* _REQUEST_
Extract each line of the material that follows exactly and omit its pictures.

* _RECORDS_
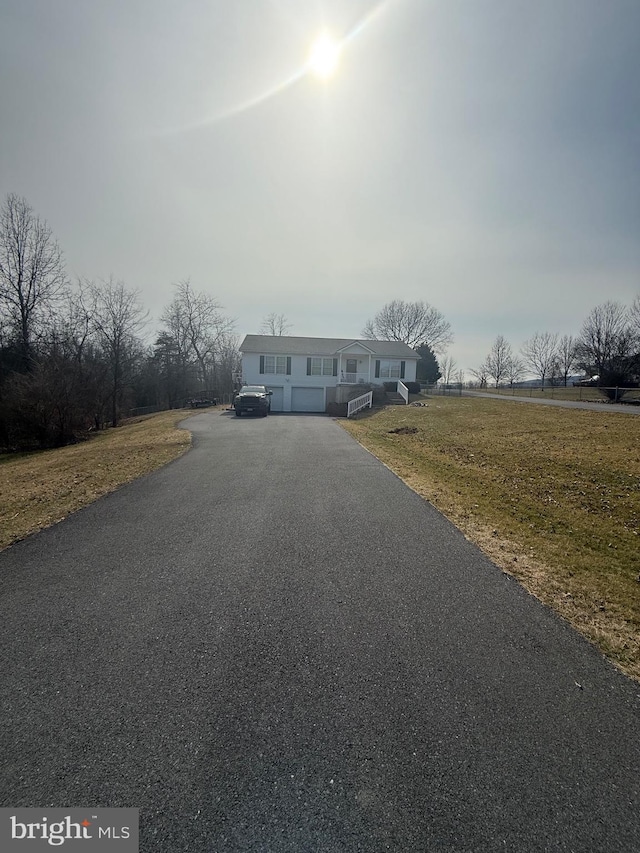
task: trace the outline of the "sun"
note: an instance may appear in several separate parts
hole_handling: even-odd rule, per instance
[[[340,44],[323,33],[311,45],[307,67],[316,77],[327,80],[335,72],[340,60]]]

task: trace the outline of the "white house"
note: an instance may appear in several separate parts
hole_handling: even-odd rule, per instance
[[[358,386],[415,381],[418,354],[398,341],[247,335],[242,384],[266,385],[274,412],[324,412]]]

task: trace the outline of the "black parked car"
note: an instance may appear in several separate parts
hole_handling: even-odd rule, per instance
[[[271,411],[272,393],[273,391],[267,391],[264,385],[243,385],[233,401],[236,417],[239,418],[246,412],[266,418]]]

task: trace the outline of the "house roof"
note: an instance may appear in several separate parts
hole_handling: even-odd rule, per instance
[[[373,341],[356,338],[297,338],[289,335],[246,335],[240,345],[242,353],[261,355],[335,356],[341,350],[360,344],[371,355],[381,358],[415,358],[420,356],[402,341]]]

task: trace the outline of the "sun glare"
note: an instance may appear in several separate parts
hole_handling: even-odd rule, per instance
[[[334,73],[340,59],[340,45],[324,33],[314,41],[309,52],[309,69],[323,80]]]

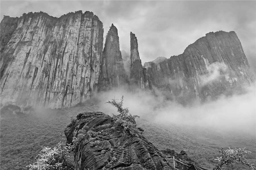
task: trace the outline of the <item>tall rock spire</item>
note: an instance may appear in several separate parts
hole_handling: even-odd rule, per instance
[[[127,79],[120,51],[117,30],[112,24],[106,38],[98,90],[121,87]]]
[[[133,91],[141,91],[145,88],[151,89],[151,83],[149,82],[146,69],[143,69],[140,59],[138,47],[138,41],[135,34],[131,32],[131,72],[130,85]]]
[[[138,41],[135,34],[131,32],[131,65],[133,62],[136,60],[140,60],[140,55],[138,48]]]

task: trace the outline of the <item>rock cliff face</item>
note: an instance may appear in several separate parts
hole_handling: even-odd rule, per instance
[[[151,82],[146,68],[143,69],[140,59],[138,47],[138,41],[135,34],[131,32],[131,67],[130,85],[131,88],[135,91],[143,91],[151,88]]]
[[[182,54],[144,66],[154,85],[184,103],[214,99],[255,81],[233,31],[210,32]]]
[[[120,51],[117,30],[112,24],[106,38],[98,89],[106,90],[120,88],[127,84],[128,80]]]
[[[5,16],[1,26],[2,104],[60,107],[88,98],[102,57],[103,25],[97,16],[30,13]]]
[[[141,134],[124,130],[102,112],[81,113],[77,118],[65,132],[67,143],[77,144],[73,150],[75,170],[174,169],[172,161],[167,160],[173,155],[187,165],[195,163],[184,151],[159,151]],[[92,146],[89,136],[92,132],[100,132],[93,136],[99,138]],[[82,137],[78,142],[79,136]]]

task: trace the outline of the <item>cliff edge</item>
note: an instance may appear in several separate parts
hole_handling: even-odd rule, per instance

* _SOLVED PROBLEM_
task: trace the outline of the "sun"
note: an instance may appear in several separate parts
hole_handling: even-odd rule, per instance
[[[340,44],[323,33],[311,45],[307,67],[316,77],[327,80],[335,72],[340,60]]]

task: trace the outline of the "white house"
note: an instance may appear in several separate parts
hole_handling: even-odd rule, per instance
[[[358,386],[415,381],[418,354],[398,341],[247,335],[242,384],[266,385],[274,412],[324,412]]]

task: trace the outline of the "black parked car"
note: an instance may appear in several separate parts
hole_handling: even-odd rule, per instance
[[[271,411],[272,393],[273,391],[267,391],[264,385],[243,385],[233,401],[236,417],[239,418],[246,412],[266,418]]]

task: trace the outline of the "house roof"
note: an instance may appear in several separate parts
hole_handling: even-odd rule, per instance
[[[373,341],[356,338],[297,338],[289,335],[246,335],[240,345],[242,353],[261,355],[335,356],[341,350],[360,344],[371,355],[381,358],[415,358],[420,356],[402,341]]]

task: trace the outline of the "sun glare"
note: an instance may appear in several separate parts
hole_handling: even-odd rule, per instance
[[[334,73],[340,59],[340,45],[324,33],[314,41],[309,52],[309,69],[323,80]]]

task: trace the outline of the <item>tall rock spire</item>
note: an instance may appear in several separate parts
hole_handling: even-odd rule, per instance
[[[127,79],[120,51],[117,30],[112,24],[106,38],[98,90],[121,87]]]
[[[133,91],[141,91],[145,88],[151,89],[151,83],[149,82],[146,69],[143,69],[140,59],[138,47],[138,41],[135,34],[131,32],[131,72],[130,85]]]
[[[138,41],[135,34],[131,32],[131,65],[133,62],[136,60],[140,60],[140,55],[138,48]]]

task: trace the outline of the <item>rock cliff face</item>
note: an instance may appear in several separate parts
hole_handling: even-odd rule, per instance
[[[151,82],[146,68],[143,69],[140,59],[138,47],[138,41],[135,34],[131,32],[131,67],[130,85],[131,88],[135,91],[143,91],[151,88]]]
[[[182,54],[144,66],[154,85],[184,103],[214,99],[255,81],[233,31],[210,32]]]
[[[120,51],[117,30],[112,24],[106,38],[98,89],[106,90],[120,88],[127,84],[128,80]]]
[[[5,16],[1,26],[2,104],[60,107],[88,98],[102,57],[103,25],[97,16],[30,13]]]
[[[141,134],[124,130],[102,112],[81,113],[77,118],[65,132],[67,143],[77,144],[73,150],[75,170],[174,169],[172,161],[167,160],[173,155],[187,165],[195,163],[184,151],[159,151]],[[92,146],[89,136],[92,132],[100,132],[93,136],[99,138]],[[82,137],[78,142],[79,136]]]

task: trace the outline of the <item>cliff edge</item>
note: an instance may appear in several separate parts
hole_handling: even-odd rule, per instance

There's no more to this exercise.